>>>
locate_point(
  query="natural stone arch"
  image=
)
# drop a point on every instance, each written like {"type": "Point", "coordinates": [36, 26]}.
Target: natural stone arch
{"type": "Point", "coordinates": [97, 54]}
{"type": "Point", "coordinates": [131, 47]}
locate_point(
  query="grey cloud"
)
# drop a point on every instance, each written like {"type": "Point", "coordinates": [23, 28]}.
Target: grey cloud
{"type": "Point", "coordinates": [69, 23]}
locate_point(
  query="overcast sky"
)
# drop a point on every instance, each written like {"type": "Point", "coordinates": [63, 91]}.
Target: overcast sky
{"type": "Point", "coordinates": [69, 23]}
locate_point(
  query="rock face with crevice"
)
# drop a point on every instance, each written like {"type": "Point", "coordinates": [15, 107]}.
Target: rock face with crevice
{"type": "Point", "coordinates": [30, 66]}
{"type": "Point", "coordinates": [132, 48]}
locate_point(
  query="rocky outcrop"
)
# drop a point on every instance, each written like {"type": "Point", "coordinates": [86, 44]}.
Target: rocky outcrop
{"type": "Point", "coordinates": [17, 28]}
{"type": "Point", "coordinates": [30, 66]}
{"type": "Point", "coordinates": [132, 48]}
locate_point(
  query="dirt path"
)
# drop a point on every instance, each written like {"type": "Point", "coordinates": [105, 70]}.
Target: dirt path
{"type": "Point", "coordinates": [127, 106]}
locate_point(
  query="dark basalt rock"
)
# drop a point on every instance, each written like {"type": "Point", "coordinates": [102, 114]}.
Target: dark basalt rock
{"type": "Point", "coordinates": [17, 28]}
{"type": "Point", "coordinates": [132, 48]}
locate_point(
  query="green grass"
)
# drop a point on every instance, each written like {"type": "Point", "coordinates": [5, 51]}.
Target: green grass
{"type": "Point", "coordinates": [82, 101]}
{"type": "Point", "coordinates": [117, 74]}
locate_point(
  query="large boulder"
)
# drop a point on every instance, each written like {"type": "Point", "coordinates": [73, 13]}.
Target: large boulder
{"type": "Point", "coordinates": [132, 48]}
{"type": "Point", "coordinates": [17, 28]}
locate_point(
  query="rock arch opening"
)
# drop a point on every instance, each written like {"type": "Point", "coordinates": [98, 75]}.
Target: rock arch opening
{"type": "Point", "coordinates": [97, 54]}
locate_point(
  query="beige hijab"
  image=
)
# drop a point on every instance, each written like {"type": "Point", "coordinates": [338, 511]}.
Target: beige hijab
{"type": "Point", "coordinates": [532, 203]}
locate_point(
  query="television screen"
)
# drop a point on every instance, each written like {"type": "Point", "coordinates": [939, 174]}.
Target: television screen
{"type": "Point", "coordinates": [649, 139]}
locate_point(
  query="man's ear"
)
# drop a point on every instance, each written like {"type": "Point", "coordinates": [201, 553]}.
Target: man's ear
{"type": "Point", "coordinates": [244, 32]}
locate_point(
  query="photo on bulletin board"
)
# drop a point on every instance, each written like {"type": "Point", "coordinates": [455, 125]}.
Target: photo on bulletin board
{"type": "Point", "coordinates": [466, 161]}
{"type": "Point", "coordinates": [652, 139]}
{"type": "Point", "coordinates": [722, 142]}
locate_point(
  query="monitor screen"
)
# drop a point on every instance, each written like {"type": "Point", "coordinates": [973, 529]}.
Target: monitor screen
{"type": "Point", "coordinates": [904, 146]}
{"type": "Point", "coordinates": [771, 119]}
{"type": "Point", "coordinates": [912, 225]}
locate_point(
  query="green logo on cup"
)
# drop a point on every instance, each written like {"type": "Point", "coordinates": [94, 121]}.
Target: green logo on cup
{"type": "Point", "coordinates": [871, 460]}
<<<
*Job:* Output the records verbatim, from the first line to the last.

*Written solution:*
locate_point(
  query="natural stone arch"
  image=
)
# drop a point on every instance, each written like {"type": "Point", "coordinates": [36, 26]}.
Target: natural stone arch
{"type": "Point", "coordinates": [97, 54]}
{"type": "Point", "coordinates": [131, 47]}
locate_point(
  query="grey cloud"
)
# drop a point on every instance, each written like {"type": "Point", "coordinates": [23, 28]}.
Target: grey cloud
{"type": "Point", "coordinates": [69, 23]}
locate_point(
  query="overcast sky"
)
# drop a point on every instance, each written like {"type": "Point", "coordinates": [63, 91]}.
Target: overcast sky
{"type": "Point", "coordinates": [69, 23]}
locate_point(
  query="rock face with crevice"
)
# drop a point on every instance, each written like {"type": "Point", "coordinates": [15, 107]}.
Target: rock face with crevice
{"type": "Point", "coordinates": [30, 66]}
{"type": "Point", "coordinates": [132, 48]}
locate_point(
  query="rocky outcrop"
)
# drop a point on every instance, each written like {"type": "Point", "coordinates": [86, 44]}.
Target: rocky outcrop
{"type": "Point", "coordinates": [17, 28]}
{"type": "Point", "coordinates": [30, 66]}
{"type": "Point", "coordinates": [132, 48]}
locate_point(
  query="dirt path"
)
# drop a point on every instance, each written like {"type": "Point", "coordinates": [105, 70]}.
Target: dirt path
{"type": "Point", "coordinates": [127, 106]}
locate_point(
  query="dark basalt rock"
)
# drop a point on every instance, each written like {"type": "Point", "coordinates": [102, 114]}.
Target: dark basalt rock
{"type": "Point", "coordinates": [17, 28]}
{"type": "Point", "coordinates": [132, 48]}
locate_point(
  query="green grass"
)
# drop a point on every instance, each written like {"type": "Point", "coordinates": [5, 51]}.
Target: green grass
{"type": "Point", "coordinates": [82, 101]}
{"type": "Point", "coordinates": [117, 74]}
locate_point(
  query="large boulder"
)
# drop a point on every instance, each written like {"type": "Point", "coordinates": [73, 13]}.
Target: large boulder
{"type": "Point", "coordinates": [132, 48]}
{"type": "Point", "coordinates": [17, 28]}
locate_point(
  query="rock arch opening"
)
# drop a point on every instance, each written like {"type": "Point", "coordinates": [98, 75]}.
Target: rock arch opening
{"type": "Point", "coordinates": [97, 54]}
locate_point(
  query="beige hijab"
  image=
)
# drop a point on every instance, each written like {"type": "Point", "coordinates": [338, 511]}.
Target: beige hijab
{"type": "Point", "coordinates": [532, 203]}
locate_point(
  query="television screen"
)
# drop a point on every instance, each written like {"type": "Point", "coordinates": [939, 174]}.
Target: television screen
{"type": "Point", "coordinates": [649, 139]}
locate_point(
  query="man's ear"
)
# drop a point on every instance, each written like {"type": "Point", "coordinates": [201, 553]}.
Target: man's ear
{"type": "Point", "coordinates": [244, 32]}
locate_point(
  query="photo on bulletin board"
)
# drop a point on every instance, each written like {"type": "Point", "coordinates": [455, 125]}.
Target: photo on bulletin board
{"type": "Point", "coordinates": [466, 161]}
{"type": "Point", "coordinates": [652, 139]}
{"type": "Point", "coordinates": [722, 142]}
locate_point(
  query="monitor screen"
)
# drop a point on every instance, each written like {"type": "Point", "coordinates": [973, 529]}.
Target: monitor screen
{"type": "Point", "coordinates": [904, 146]}
{"type": "Point", "coordinates": [771, 119]}
{"type": "Point", "coordinates": [912, 225]}
locate_point(
  query="green logo on cup"
)
# drop a point on every instance, each written like {"type": "Point", "coordinates": [94, 121]}.
Target: green logo on cup
{"type": "Point", "coordinates": [871, 460]}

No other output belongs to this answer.